Task to complete
Reproduce the listing verbatim.

*** Given records ***

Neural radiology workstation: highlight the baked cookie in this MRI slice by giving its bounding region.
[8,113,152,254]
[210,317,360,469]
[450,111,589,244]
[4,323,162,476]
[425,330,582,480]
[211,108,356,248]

***

Response below
Neural radiology workstation: highlight the baked cookie in this MRI slice by giving its bounding region.
[8,113,152,254]
[210,317,360,469]
[450,111,589,244]
[4,323,162,476]
[425,330,582,480]
[211,108,356,248]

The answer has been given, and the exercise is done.